Stored data:
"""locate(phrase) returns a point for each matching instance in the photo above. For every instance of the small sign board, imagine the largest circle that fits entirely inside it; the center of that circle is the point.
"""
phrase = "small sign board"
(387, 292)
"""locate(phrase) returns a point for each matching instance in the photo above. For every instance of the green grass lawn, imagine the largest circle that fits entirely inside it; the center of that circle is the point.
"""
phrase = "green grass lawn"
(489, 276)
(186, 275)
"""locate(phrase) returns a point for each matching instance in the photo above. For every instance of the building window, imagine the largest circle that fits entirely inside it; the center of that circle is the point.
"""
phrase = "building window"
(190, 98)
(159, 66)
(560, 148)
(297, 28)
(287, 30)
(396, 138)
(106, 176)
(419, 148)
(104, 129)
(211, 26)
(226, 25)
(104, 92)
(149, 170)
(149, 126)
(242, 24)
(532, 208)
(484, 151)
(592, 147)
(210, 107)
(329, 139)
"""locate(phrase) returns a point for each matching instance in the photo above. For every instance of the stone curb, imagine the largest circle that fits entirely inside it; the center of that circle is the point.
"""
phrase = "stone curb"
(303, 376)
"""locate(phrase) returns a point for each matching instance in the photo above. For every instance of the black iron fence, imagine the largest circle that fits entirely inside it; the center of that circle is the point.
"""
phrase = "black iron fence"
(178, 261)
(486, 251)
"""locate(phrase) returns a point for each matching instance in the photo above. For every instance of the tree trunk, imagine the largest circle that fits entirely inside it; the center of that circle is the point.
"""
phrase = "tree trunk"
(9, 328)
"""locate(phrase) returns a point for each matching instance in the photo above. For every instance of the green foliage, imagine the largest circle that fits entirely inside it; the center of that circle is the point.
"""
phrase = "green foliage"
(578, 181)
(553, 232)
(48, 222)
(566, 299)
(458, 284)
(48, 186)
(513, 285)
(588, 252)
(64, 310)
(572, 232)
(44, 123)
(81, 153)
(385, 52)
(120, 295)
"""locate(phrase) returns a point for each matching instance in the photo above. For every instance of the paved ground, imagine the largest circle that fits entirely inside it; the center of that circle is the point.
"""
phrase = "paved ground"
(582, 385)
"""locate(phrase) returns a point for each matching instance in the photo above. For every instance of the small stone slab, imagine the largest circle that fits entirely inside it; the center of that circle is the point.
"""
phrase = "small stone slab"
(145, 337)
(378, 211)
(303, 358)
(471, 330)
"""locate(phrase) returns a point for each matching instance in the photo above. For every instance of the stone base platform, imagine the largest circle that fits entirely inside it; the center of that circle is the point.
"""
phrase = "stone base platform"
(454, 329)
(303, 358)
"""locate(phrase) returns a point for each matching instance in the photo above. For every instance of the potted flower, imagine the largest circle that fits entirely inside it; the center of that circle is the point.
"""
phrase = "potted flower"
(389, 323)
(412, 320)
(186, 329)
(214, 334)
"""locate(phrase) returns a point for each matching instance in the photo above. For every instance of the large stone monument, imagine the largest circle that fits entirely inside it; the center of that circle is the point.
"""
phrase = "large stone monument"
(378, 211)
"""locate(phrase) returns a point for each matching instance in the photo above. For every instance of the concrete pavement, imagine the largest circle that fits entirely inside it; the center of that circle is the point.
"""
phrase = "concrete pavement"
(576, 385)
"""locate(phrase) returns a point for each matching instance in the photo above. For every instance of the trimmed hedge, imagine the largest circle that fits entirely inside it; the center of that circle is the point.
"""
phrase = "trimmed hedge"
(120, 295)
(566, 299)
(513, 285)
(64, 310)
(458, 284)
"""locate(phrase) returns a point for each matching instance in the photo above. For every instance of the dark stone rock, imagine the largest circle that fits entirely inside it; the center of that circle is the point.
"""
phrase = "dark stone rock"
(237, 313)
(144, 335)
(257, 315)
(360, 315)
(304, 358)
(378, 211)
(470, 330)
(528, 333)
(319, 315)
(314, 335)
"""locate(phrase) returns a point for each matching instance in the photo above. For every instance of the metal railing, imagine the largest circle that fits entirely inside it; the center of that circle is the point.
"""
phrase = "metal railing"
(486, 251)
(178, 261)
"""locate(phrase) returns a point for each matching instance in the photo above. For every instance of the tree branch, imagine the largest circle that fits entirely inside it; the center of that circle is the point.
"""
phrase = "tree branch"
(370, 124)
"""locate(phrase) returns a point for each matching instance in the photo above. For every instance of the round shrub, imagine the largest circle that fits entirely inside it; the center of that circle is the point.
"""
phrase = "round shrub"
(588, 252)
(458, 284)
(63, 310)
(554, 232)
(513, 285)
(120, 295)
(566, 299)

**What this task involves:** Transcribe the full set of records without altering a single character.

**Written answer:**
"""locate(phrase) returns a point for each matching instance in the photo above. For every instance of the small sign board, imagine the largest circle that fits entirely inside it; the center of that circle is the point.
"""
phrase = "small sign board"
(387, 292)
"""locate(phrase) returns a point for each matching instance in the photo above. For every instance of the green grass lawn, imagine the largest circle that fits entirely inside it; the center of that circle is the point.
"""
phrase = "green grass lawn"
(489, 276)
(186, 275)
"""locate(phrase) returns a point for each matching instance in the photo above. For every instance of the building window, imagine the largest circle that fits entirely inside it; the center of that circle is the point.
"""
phrase = "building window"
(190, 98)
(159, 66)
(560, 148)
(297, 28)
(287, 30)
(396, 138)
(106, 176)
(419, 148)
(104, 129)
(211, 26)
(226, 25)
(104, 92)
(149, 170)
(149, 126)
(242, 24)
(532, 208)
(484, 151)
(592, 147)
(210, 107)
(329, 139)
"""locate(phrase) returns a point for each matching instance in the photo above. For every instance of the stone curb, imagine the largest circle that fits entirely inside it; the center of that circle is the point.
"""
phrase = "stone curb"
(303, 376)
"""locate(phrase) returns a point for each matching instance in the photo above. For every instance of the black iron fence, imagine the largest circle that fits entirely inside it; the center of that circle is the point.
"""
phrase = "black iron fence"
(178, 261)
(486, 251)
"""locate(phrase) returns a point for each matching instance in the photo above. For every instance of the tree trunk, imagine the largest circle that fits entirely inside it; the center of that circle is the point.
"""
phrase = "tree trunk"
(9, 328)
"""locate(phrase) returns a point for each matching instance in the photo above. For every instance of the green foliage, imagine the largest circle that fits entirely inside it; the center of that circle is the point.
"""
phrase = "green foliage"
(578, 181)
(553, 232)
(48, 222)
(566, 299)
(458, 284)
(48, 186)
(513, 285)
(588, 252)
(64, 310)
(572, 232)
(44, 123)
(81, 153)
(385, 52)
(120, 295)
"""locate(phrase) returns a point for each matching instance in the photo above. For every instance of the paved ground, imagine the largest circle that fits entirely inside it; the center of that circle is the point.
"""
phrase = "paved ground"
(582, 385)
"""locate(phrase) returns a point for each matching instance in the photo above. For every instance of the small stone slab, imagine the largest circle that fits entirely inside it; the center of that circle is the point.
"""
phrase = "small stone slab"
(145, 337)
(378, 211)
(303, 358)
(471, 330)
"""locate(phrase) returns a point for each matching instance in the photo above. For every instance of the stone base platform, imagine the largest circle that fits entirely inside it; the center of that circle is the point.
"""
phrase = "stone base platform"
(454, 329)
(303, 358)
"""locate(phrase) returns a point for each matching instance in the photo above. For every instance of the potted flower, imagine the largest circle that fits entirely inside it; the center of that circle is the point.
"""
phrase = "potted flower"
(389, 323)
(412, 320)
(186, 329)
(214, 334)
"""locate(phrase) returns a point for each matching instance in the photo above. For every instance of the large stone monument, imagine the largest circle that fits entirely inside it; the center of that circle is the point.
"""
phrase = "large stone monument"
(378, 211)
"""locate(phrase) returns a point for each matching instance in the photo above. For every instance of the concrete pavement, imagine the largest circle that fits entirely inside it; the center of that circle is the point.
"""
phrase = "concrete pavement"
(576, 385)
"""locate(phrase) returns a point for each matching instance in the photo above. For every instance of the trimmed hedge, imagine the largest circle that fits entirely inside it; the center of that circle is the point.
"""
phrase = "trimmed hedge"
(120, 295)
(566, 299)
(513, 285)
(64, 310)
(458, 284)
"""locate(phrase) returns a point for each matching instance in the photo above. For every instance of the dark stone rock, imagine the largest circle that fits entirely inside it; the center of that circle is the point.
"""
phrase = "dark stone rock"
(237, 313)
(144, 335)
(257, 315)
(360, 315)
(304, 358)
(378, 211)
(470, 330)
(528, 333)
(319, 315)
(314, 335)
"""locate(phrase) returns a point for each matching instance in the photo above. For every instance of the metal railing, imagine the largest circle that fits entirely inside it; the center of that circle is the point.
"""
phrase = "metal railing"
(486, 251)
(178, 261)
"""locate(phrase) returns a point for each matching instance in the photo above. For every instance of the tree branch, imagine the largest circle that fits entirely inside it; the center of that circle is the point.
"""
phrase = "tree branch"
(370, 124)
"""locate(phrase) returns a point for each matching instance in the photo above. For every instance of the round shrub, imagine the largest circle that fits entirely inside it; the center of that circle is the point.
"""
phrase = "round shrub"
(588, 252)
(458, 284)
(63, 310)
(554, 232)
(513, 285)
(120, 295)
(566, 299)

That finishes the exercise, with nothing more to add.